## Short exercise
Please carry on the spaCy text-analysis notebook from its final line, picking up right after the loop that prints each word with its part of speech.

## Text excerpt
-- BEGIN --

Write a python program to **conduct syntax and structure analysis of the clean text** you just saved above. The syntax and structure analysis includes:

(1) **Parts of Speech (POS) Tagging:** Tag Parts of Speech of each word in the text, and calculate the total number of N(oun), V(erb), Adj(ective), Adv(erb), respectively.

(2) **Constituency Parsing and Dependency Parsing:** print out the constituency parsing trees and dependency parsing trees of all the sentences. Using one sentence as an example to explain your understanding about the constituency parsing tree and dependency parsing tree.

(3) **Named Entity Recognition:** Extract all the entities such as person names, organizations, locations, product names, and date from the clean texts, calculate the count of each entity.

In [None]:
from tkinter.constants import N
# Your code here
import spacy
from textblob import Word
from spacy import displacy
import en_core_web_sm
nlp = en_core_web_sm.load()
NER = spacy.load("en_core_web_sm")
nlp=spacy.load('en_core_web_sm')

noun_count = 0
adjective_count = 0
adverb_count = 0
verb_count = 0
for i in column_description:
  text = " ".join(i)
  for word in nlp(text):
        # Print the word and its part of speech
        print(word.text, ':', word.pos_)

-- END --

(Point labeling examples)
-- BEGIN --

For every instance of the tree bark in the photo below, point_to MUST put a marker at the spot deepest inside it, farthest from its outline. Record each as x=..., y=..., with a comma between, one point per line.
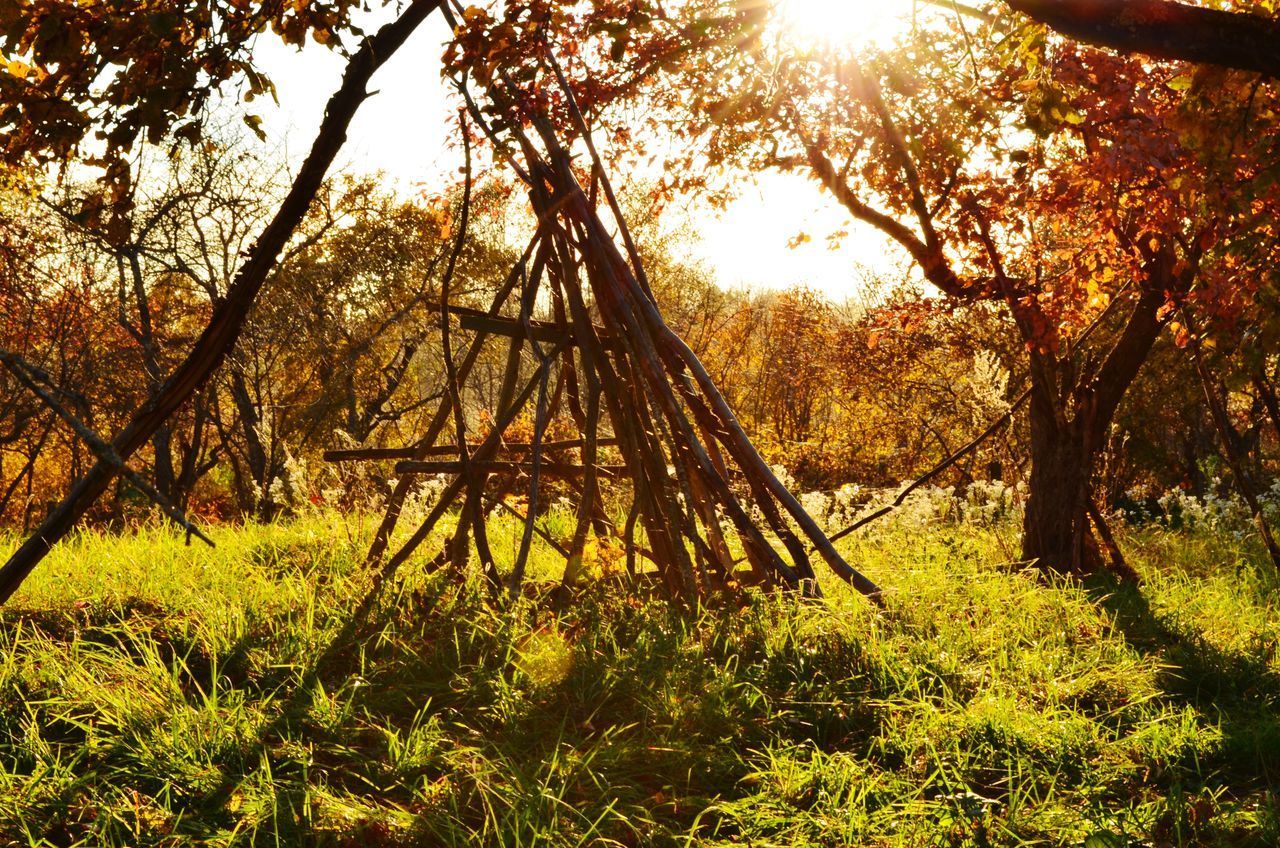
x=1165, y=30
x=231, y=313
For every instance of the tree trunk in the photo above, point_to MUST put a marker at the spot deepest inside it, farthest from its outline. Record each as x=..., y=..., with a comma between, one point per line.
x=1056, y=533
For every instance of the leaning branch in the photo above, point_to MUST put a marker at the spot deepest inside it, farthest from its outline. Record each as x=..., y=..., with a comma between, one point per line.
x=1165, y=30
x=231, y=313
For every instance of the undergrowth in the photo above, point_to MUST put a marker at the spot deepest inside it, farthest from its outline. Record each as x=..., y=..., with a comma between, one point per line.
x=155, y=694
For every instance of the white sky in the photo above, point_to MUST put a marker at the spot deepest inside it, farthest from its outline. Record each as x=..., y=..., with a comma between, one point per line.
x=405, y=127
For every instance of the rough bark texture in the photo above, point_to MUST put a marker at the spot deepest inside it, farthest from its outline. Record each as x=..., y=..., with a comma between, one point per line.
x=231, y=313
x=1165, y=30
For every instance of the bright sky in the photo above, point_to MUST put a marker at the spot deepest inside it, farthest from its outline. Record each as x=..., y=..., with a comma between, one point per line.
x=403, y=130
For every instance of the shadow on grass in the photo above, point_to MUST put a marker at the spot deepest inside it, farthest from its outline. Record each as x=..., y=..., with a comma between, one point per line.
x=1238, y=689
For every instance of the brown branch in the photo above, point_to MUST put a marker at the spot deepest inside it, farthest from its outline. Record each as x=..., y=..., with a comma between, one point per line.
x=1165, y=30
x=231, y=313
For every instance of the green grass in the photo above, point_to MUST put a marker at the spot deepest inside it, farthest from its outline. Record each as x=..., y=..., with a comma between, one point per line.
x=155, y=694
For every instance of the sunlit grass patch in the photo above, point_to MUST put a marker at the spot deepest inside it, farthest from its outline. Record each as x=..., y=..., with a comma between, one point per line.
x=154, y=694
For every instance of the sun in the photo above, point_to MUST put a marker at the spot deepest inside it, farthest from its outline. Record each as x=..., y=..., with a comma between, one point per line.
x=845, y=24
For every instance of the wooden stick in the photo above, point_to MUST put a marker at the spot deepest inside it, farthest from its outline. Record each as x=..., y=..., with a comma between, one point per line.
x=370, y=454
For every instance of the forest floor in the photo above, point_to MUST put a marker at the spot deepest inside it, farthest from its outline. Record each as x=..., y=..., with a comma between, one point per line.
x=156, y=694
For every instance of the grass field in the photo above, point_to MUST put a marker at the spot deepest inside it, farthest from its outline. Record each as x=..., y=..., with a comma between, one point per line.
x=155, y=694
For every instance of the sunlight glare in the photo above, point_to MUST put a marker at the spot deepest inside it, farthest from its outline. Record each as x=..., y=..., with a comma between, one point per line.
x=844, y=24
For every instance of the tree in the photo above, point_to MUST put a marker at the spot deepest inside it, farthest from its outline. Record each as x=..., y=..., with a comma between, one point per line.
x=36, y=123
x=1070, y=186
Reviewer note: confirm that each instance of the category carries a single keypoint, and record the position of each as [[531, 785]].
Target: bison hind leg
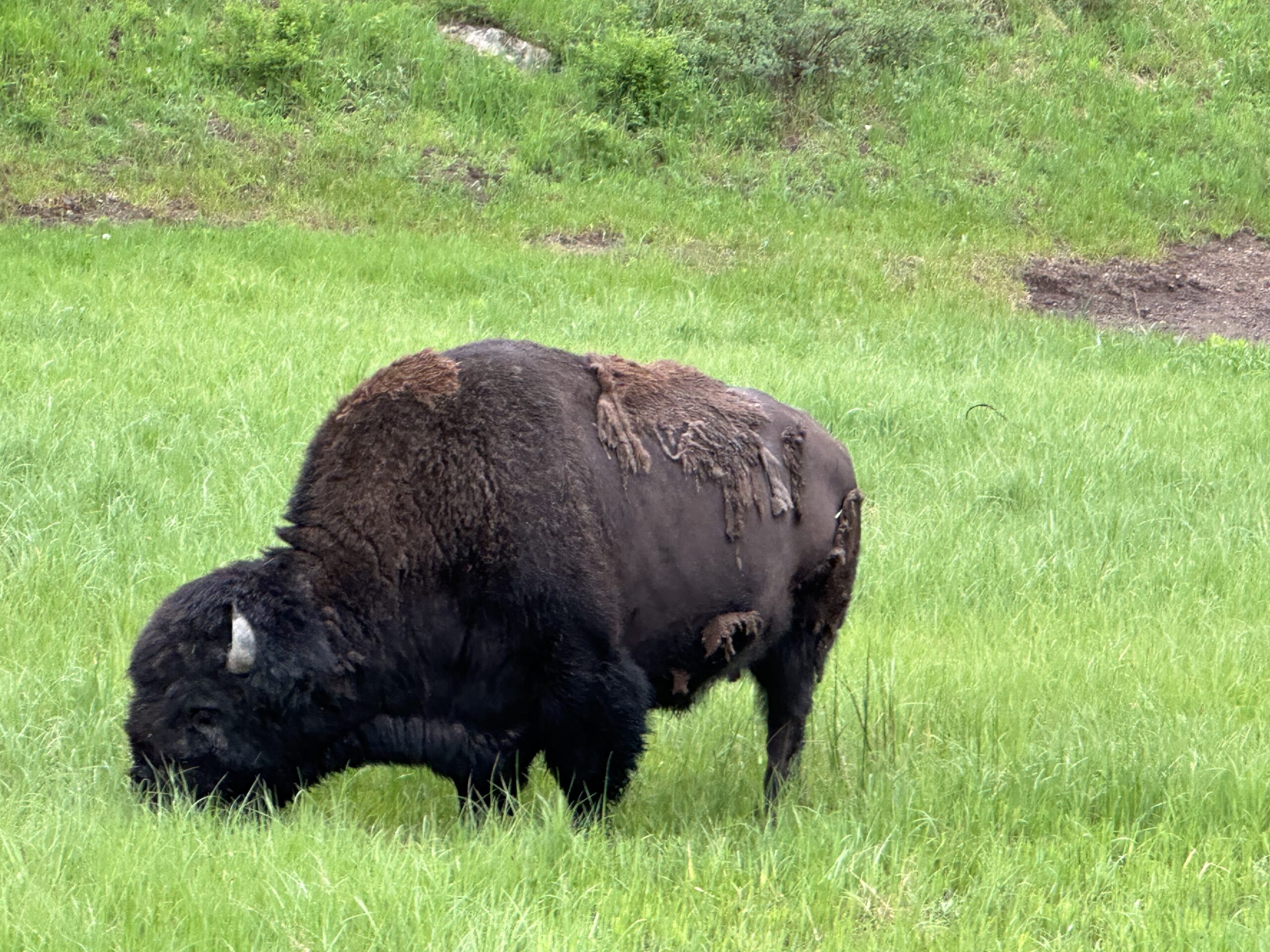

-- END --

## Response below
        # Count the occurrences of different parts of speech
        if word.pos_ == 'NOUN':
            noun_count += 1
        elif word.pos_ == 'ADJ':
            adjective_count += 1
        elif word.pos_ == 'ADV':
            adverb_count += 1
        elif word.pos_ == 'VERB':
            verb_count += 1
for i in column_title:
  text = " ".join(i)
  for word in nlp(text):
        # Print the word and its part of speech
        print(word.text, ':', word.pos_)

        # Count the occurrences of different parts of speech
        if word.pos_ == 'NOUN':
            noun_count += 1
        elif word.pos_ == 'ADJ':
            adjective_count += 1
        elif word.pos_ == 'ADV':
            adverb_count += 1
        elif word.pos_ == 'VERB':
            verb_count += 1
print('No. of Verbs = ',verb_count)
print('No. of Nouns = ',noun_count)
print('No. of Adverbs = ',adverb_count)
print('No. of Adjectives = ',adjective_count)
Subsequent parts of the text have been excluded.